→ Source extract
Within each classroom, democracy is also upheld as a value. AGC follows the best practices of Responsive Classroom, Restorative Justice, and student-led inquiry-based learning. Within our International Baccalaureate framework, students have tremendous agency to drive their own learning.

Our Democratic Structures:

The School Planning and Management Team, is a group of elected representatives from each staff department alongside a parent representative, with participation from the student council when appropriate.  

The AGC Community Council (ACC) is an elected group of parents, staff, and parents who are also staff (a huge percentage of our staff are also parents of AGC students.) The ACC is tasked with channeling the parent voice and helping to organize parent engagement. 

An elected Student Council represents student voice. Additional student committees and publications bolster open feedback and dialog.

An array multi-stakeholder committees tackle specific needs, such as the budget committee (made up of parents and staff) and the hiring committee.

Why Democratic Education?

Democracy can be messy and labor-intensive, but power sharing in the classroom and in school leadership also has tremendous benefits.

We are truly greater than the sum of our parts. To reimagine what’s possible in public education, we need every member of our community to be fully and authentically contributing to our vision for change.  A diversity of perspectives within multi-stakeholder groups also helps to enrich decision making.

In his book exploring democratic learning environments, American Schools, Sam Chaltain describes the balance that American institutions strike. “These two universal needs,” he says, “for freedom on one hand and structure on the other — are particularly relevant to our nation’s school leaders, who must strike the right balance between the two in order to create healthy, high-functioning learning environments.”

Responding to Change

AGC was founded in 2008 with 100 students and a handful of staff. As our school has grown and evolved — developing our Middle Years Program in 2013, incorporating a Dual Language program in 2014, graduating our first 8th-grade class in 2016 and now, in our 10th year — our staff structure has grown and changed organically to meet the needs of our community. Our democratic structures have emerged, ebbed and flowed responsive to changing needs.

→ Records shown
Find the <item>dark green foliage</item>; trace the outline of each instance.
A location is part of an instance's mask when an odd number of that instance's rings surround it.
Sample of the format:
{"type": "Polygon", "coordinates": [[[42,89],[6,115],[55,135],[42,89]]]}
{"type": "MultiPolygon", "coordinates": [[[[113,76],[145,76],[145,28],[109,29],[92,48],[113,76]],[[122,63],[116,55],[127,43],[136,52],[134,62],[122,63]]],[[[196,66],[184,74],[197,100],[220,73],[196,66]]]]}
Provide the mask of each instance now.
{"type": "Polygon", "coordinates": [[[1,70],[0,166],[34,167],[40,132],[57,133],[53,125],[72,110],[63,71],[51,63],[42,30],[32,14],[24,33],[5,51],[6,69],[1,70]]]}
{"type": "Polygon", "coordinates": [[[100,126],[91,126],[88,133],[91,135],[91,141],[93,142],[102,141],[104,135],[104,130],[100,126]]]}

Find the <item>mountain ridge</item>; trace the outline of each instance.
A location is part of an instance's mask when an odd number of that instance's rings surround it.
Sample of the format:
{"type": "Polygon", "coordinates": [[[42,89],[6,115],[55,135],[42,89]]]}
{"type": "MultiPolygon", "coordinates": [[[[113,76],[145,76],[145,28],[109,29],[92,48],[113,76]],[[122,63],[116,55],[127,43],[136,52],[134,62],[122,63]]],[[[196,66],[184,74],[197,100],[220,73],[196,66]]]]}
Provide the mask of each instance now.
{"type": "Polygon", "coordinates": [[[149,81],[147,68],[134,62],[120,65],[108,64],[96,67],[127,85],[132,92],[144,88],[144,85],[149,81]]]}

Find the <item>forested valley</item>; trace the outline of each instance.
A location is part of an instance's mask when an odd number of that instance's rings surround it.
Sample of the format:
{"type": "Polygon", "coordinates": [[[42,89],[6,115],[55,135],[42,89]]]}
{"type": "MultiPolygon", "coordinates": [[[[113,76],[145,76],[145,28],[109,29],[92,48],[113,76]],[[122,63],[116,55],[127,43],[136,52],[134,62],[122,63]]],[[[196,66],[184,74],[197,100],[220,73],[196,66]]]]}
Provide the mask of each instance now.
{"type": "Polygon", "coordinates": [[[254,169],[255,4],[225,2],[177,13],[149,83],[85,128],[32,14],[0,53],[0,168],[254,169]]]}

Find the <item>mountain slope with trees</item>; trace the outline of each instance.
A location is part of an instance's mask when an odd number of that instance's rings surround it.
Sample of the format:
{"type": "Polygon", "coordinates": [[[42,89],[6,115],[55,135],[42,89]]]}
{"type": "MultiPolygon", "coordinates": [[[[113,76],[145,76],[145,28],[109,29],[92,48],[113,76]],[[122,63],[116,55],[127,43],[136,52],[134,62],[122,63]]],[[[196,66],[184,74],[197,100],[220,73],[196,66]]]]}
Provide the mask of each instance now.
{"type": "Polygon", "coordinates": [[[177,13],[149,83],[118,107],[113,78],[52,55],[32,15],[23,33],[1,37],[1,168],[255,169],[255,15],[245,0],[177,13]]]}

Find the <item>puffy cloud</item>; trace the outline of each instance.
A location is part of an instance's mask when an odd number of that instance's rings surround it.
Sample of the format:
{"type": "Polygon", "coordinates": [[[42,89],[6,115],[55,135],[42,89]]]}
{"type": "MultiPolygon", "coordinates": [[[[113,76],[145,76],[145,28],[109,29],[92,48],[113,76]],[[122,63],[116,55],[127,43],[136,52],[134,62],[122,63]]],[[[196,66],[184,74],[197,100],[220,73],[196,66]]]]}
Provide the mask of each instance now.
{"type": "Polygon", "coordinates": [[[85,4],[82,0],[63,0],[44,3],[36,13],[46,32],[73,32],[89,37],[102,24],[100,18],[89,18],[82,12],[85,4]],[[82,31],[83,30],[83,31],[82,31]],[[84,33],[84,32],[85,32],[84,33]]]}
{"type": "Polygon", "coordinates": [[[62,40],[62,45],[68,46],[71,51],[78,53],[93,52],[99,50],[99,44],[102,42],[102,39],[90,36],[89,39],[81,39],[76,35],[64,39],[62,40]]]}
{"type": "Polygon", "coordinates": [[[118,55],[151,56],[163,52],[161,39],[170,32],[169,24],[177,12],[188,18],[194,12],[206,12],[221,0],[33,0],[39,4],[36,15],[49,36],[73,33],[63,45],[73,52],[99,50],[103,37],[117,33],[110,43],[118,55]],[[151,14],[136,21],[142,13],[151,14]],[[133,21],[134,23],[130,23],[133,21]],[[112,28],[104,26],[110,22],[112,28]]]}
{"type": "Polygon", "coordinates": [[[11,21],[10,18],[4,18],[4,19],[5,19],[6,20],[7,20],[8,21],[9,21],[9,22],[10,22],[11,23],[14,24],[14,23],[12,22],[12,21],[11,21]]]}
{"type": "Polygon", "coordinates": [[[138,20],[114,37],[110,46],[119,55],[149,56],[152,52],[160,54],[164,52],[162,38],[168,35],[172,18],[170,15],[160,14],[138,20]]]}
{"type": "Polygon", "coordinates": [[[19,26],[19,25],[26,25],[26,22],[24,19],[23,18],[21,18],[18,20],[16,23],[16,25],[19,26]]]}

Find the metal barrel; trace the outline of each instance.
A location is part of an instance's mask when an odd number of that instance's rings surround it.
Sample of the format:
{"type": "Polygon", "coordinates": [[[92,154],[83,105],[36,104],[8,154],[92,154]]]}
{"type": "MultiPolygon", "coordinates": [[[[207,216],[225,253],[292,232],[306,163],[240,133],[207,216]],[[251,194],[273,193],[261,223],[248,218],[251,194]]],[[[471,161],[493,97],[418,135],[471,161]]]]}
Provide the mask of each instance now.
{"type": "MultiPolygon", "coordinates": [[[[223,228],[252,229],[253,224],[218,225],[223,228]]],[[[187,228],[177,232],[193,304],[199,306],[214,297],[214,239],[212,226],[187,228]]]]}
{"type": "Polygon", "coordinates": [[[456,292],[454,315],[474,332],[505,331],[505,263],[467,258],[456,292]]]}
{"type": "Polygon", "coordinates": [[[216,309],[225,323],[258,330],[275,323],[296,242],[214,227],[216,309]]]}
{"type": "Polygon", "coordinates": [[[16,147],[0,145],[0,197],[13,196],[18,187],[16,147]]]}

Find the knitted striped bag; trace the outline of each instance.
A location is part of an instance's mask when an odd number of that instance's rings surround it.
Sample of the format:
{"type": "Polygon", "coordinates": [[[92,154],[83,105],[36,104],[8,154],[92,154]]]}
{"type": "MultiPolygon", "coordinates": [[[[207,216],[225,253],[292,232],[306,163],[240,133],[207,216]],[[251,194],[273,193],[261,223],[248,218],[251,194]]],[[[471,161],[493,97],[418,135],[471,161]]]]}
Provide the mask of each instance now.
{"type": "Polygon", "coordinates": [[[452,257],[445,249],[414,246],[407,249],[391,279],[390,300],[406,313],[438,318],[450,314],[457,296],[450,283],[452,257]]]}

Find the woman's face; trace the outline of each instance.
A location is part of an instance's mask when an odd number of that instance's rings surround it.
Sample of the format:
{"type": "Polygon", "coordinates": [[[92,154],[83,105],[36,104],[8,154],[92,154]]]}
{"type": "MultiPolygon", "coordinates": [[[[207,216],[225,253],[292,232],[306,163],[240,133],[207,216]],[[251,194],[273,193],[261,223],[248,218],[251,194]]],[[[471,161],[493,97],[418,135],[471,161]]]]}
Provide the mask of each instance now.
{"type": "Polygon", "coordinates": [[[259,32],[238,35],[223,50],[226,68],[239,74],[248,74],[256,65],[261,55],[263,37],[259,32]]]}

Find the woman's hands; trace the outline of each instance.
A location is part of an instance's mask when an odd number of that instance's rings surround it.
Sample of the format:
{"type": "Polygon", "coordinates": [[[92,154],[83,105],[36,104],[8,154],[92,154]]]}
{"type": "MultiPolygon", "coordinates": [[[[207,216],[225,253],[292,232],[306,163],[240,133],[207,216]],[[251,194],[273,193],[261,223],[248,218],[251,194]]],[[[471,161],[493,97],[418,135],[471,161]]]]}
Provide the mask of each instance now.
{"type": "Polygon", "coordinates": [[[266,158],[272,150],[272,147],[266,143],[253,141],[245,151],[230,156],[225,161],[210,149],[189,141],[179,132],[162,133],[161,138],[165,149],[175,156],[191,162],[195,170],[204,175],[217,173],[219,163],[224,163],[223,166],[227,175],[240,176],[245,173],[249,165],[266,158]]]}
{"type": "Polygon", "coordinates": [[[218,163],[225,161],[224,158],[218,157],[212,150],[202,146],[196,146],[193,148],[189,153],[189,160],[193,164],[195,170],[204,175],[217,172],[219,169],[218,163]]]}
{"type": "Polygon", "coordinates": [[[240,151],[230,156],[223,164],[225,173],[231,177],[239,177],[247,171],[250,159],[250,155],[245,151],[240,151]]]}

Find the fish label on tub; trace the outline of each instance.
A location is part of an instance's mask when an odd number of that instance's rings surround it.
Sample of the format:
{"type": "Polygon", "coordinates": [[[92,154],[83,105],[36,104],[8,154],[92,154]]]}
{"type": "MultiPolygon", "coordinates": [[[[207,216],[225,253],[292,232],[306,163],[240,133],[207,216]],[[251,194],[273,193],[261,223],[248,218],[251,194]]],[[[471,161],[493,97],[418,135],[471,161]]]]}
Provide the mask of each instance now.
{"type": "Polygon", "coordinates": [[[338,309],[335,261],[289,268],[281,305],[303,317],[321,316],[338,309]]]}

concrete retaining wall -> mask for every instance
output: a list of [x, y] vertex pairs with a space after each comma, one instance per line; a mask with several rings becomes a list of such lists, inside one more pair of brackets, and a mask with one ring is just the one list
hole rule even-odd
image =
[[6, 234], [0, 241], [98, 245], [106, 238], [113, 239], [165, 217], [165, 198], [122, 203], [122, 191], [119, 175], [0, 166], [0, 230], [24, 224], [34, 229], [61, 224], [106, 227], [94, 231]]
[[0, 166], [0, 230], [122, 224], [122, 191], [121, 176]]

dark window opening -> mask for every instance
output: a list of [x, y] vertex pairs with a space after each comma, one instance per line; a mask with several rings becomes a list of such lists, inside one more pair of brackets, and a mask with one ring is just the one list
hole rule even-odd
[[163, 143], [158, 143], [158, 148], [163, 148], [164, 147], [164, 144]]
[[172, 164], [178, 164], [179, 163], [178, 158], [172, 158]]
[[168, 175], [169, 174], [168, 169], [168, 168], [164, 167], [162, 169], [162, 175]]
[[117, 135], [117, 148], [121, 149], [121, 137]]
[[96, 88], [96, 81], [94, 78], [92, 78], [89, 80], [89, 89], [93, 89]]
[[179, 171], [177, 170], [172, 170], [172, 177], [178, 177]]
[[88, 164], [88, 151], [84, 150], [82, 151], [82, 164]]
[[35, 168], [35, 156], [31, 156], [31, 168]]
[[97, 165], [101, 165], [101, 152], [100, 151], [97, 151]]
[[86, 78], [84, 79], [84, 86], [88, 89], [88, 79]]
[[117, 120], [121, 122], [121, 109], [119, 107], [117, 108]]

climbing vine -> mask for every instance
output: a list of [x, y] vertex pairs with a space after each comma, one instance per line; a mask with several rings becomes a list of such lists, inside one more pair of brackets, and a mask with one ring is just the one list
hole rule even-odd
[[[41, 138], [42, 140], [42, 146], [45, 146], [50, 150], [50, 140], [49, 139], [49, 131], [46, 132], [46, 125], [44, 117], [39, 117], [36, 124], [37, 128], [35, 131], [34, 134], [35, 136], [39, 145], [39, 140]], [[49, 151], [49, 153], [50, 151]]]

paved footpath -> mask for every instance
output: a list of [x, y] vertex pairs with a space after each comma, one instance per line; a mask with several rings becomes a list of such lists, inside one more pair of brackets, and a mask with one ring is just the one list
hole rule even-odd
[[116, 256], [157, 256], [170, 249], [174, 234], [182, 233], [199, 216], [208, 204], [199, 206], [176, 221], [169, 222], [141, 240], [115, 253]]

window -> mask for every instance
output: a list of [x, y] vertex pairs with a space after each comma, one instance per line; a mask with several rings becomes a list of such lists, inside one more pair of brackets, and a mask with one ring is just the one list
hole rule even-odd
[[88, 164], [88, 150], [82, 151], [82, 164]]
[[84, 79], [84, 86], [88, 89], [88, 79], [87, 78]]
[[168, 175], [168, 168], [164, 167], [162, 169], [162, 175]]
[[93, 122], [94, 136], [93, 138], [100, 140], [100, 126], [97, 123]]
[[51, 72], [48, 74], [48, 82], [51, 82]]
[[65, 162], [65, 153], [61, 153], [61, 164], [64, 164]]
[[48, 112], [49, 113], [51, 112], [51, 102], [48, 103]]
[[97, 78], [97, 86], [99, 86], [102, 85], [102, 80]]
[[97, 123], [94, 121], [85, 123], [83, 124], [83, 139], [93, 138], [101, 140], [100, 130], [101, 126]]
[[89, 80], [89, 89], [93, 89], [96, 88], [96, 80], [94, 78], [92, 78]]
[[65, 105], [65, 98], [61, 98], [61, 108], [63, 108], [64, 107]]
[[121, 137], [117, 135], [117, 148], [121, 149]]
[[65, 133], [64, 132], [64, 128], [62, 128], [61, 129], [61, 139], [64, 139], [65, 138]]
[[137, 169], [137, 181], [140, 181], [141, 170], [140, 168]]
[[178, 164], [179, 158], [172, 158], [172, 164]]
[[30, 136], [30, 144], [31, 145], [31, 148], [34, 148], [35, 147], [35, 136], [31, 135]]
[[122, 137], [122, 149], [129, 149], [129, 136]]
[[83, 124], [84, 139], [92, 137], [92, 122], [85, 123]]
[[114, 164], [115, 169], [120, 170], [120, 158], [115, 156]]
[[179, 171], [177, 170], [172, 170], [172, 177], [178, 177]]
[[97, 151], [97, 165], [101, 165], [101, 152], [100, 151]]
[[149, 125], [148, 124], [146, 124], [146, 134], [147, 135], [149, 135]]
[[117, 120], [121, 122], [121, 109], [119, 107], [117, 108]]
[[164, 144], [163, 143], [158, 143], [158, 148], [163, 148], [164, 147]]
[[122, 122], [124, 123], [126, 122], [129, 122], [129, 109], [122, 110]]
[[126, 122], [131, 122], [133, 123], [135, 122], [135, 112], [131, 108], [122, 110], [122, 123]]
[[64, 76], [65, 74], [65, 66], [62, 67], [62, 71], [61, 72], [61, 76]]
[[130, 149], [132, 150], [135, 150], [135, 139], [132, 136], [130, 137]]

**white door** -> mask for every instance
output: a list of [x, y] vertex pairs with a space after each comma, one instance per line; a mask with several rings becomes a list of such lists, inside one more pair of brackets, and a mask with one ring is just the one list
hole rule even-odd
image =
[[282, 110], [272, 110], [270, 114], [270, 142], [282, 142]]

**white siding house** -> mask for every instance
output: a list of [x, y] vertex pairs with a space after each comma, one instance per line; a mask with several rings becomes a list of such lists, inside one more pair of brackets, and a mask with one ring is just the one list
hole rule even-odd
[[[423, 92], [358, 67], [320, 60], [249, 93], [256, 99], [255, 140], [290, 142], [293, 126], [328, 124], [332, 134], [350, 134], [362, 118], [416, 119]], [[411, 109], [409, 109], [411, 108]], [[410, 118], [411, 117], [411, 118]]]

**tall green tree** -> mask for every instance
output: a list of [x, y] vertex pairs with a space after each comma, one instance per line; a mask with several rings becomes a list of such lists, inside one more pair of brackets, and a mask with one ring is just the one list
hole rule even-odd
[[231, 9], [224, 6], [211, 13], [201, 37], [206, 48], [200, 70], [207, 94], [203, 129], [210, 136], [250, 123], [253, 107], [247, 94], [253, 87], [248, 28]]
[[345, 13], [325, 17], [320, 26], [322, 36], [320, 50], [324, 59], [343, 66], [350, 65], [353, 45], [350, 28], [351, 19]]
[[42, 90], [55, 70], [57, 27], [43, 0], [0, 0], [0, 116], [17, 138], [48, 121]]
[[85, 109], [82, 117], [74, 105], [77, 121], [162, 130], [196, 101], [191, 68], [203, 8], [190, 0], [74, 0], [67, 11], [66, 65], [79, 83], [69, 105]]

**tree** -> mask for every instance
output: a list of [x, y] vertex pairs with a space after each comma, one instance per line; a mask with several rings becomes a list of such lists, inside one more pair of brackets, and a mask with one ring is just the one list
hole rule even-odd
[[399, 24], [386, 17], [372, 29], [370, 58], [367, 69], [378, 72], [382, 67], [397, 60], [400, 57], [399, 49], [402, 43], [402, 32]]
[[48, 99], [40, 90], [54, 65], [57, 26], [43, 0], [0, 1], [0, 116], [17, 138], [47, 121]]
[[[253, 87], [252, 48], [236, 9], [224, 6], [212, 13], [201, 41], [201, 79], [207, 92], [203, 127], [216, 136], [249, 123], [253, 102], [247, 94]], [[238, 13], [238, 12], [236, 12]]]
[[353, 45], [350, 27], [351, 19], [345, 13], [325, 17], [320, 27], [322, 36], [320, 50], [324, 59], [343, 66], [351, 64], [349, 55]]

→ Stated task 1
Extract from the passage on the school's democratic structures the stretch from "AGC was founded" through "to changing needs.".
→ Stated task 2
Lay out the stretch of the rows from the line containing "window -> mask for every instance" through the line containing "126], [97, 123]]" as a Markdown table with the columns Num and Content, numbering each line and leaving out blank lines.
The rows bear no relation to the passage on the school's democratic structures.

→ Response 1
AGC was founded in 2008 with 100 students and a handful of staff. As our school has grown and evolved — developing our Middle Years Program in 2013, incorporating a Dual Language program in 2014, graduating our first 8th-grade class in 2016 and now, in our 10th year — our staff structure has grown and changed organically to meet the needs of our community. Our democratic structures have emerged, ebbed and flowed responsive to changing needs.

→ Response 2
| Num | Content |
|---|---|
| 1 | window -> mask for every instance |
| 2 | output: a list of [x, y] vertex pairs with a space after each comma, one instance per line; a mask with several rings becomes a list of such lists, inside one more pair of brackets, and a mask with one ring is just the one list |
| 3 | hole rule even-odd |
| 4 | [[88, 164], [88, 150], [82, 151], [82, 164]] |
| 5 | [[84, 79], [84, 86], [88, 89], [88, 79], [87, 78]] |
| 6 | [[168, 175], [168, 168], [164, 167], [162, 169], [162, 175]] |
| 7 | [[93, 122], [94, 136], [93, 138], [100, 140], [100, 126], [97, 123]] |